- _Work instructions_
Can you give the lines below as a Markdown table with the columns No. and Line, taking everything from the line containing "trace the outline of every instance of the **woman's" down to the line containing "122), (461, 117)]]", both included, and leaving out blank lines?

- _Provided records_
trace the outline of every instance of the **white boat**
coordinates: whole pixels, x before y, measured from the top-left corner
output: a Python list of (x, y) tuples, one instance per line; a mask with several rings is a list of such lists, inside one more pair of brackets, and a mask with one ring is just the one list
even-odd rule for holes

==

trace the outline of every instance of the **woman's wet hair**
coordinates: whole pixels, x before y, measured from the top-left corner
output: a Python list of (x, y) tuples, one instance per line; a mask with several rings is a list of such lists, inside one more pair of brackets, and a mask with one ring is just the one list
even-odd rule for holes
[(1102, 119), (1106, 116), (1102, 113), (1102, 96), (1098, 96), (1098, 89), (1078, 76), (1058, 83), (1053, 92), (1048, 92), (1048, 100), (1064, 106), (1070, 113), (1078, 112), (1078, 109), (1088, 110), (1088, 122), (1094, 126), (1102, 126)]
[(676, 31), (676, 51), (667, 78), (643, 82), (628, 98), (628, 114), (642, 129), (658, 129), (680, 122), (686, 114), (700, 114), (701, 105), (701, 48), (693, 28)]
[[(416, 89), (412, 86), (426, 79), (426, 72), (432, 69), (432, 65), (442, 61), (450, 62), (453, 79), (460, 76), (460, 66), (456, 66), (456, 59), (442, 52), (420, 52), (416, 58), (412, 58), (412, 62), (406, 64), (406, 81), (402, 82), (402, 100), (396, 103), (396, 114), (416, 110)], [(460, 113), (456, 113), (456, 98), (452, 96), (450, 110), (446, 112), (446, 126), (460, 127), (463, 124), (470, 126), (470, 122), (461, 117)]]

---

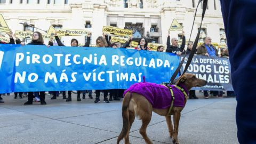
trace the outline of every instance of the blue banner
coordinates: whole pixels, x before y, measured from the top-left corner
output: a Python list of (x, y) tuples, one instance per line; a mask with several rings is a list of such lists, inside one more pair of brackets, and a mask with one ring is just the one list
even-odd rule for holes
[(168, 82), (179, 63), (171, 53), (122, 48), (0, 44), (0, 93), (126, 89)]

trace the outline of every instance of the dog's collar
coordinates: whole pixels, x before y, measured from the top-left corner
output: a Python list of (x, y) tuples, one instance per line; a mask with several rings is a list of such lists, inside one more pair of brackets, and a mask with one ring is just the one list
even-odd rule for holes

- _Finished task_
| No. | Line |
|---|---|
| 1 | trace the outline of every instance of the **woman's wet hair** |
| 2 | coordinates: whole pixels, x before y, measured from the top-left corner |
| 3 | output: a Python list of (x, y) tuples, one instance per line; a mask with several rings is a list of such lists, inside one more pair of brackets, and a mask with one ring is just the one list |
| 4 | even-odd rule for holes |
| 5 | [(1102, 119), (1106, 116), (1102, 113), (1102, 96), (1098, 96), (1098, 89), (1078, 76), (1058, 83), (1053, 92), (1048, 92), (1048, 100), (1064, 106), (1070, 113), (1078, 112), (1078, 109), (1088, 110), (1088, 122), (1094, 126), (1102, 126)] |
| 6 | [(676, 31), (676, 51), (667, 78), (643, 82), (628, 98), (628, 114), (642, 129), (658, 129), (680, 122), (686, 114), (700, 114), (701, 105), (701, 48), (693, 28)] |
| 7 | [[(416, 89), (412, 86), (426, 79), (426, 72), (432, 69), (432, 65), (442, 61), (450, 62), (453, 79), (460, 76), (460, 66), (456, 66), (456, 59), (442, 52), (420, 52), (416, 58), (412, 58), (412, 62), (406, 64), (406, 81), (402, 82), (402, 100), (396, 103), (396, 114), (416, 110)], [(460, 113), (456, 113), (456, 98), (452, 96), (450, 110), (446, 112), (446, 126), (460, 127), (463, 124), (470, 126), (470, 122), (461, 117)]] |